[Records provided]
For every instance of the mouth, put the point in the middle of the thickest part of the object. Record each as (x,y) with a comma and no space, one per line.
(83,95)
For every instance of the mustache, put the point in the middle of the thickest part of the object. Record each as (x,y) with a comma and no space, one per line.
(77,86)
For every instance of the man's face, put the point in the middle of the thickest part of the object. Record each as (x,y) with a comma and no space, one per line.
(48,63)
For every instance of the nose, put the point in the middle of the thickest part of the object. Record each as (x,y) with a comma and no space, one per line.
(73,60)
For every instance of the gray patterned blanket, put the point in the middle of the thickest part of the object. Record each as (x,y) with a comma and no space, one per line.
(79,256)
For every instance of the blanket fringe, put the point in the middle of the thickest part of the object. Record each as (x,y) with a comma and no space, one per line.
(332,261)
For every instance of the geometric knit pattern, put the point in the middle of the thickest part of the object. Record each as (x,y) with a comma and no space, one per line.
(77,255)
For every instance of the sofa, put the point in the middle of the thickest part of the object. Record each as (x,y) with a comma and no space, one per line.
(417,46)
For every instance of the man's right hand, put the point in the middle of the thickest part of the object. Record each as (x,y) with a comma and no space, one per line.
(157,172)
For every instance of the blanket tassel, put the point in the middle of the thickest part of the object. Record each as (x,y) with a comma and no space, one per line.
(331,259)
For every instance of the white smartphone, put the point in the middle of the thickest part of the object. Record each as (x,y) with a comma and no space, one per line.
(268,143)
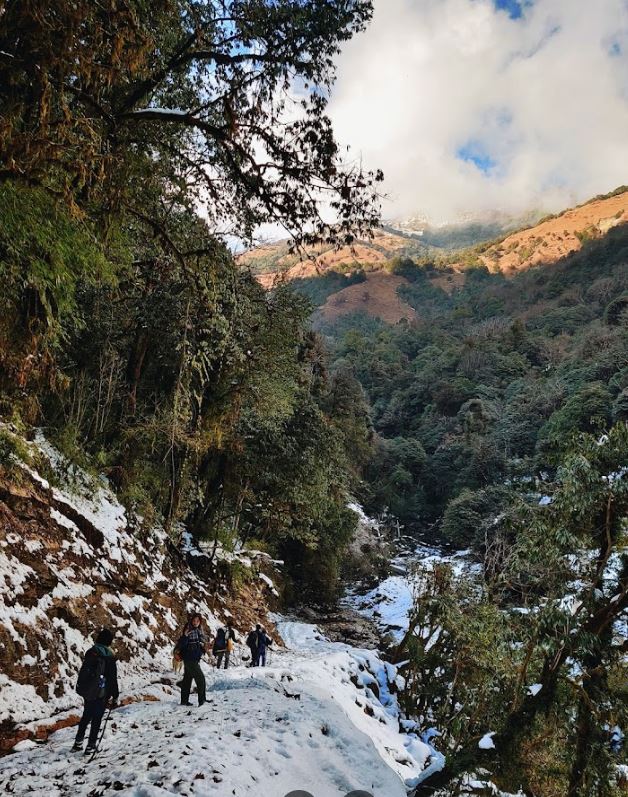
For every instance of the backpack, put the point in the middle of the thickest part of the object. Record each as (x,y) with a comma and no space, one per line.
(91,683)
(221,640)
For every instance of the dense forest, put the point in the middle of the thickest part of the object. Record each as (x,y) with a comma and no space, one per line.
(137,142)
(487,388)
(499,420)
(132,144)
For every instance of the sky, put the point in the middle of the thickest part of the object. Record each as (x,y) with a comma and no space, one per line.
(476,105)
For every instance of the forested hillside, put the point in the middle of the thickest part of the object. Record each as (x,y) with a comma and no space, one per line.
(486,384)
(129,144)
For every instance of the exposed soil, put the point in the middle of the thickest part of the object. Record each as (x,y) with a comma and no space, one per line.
[/Records provided]
- Task goal
Which lines run from the one containing "For every instance of the backpack, put" to the end of the records? Transcribe exactly those, both ends included.

- Response
For every instance of the backpack, put the point in the middle of the thickest part of the object. Record each as (x,y) with a comma and no space, one per line.
(91,683)
(221,640)
For every instance of the dense forest, put the point in the middle of the thickest part of the object. Record each as (x,y) with a comma and no space, one per line.
(137,142)
(487,388)
(499,420)
(132,144)
For every instance of the sky, put the point in the middle of the thickest part of the object. Record each as (x,y) with a comma and no space, one per line.
(476,105)
For every instance of the forested hillside, put the point in the middle of the thickest part of the object. Record each as (x,y) with a comma and no space, one per line.
(486,384)
(129,144)
For every instance of the exposed soil, put the point in the middle of the thickest part of the object. Record each as (x,y) with a comma and no space, one per line.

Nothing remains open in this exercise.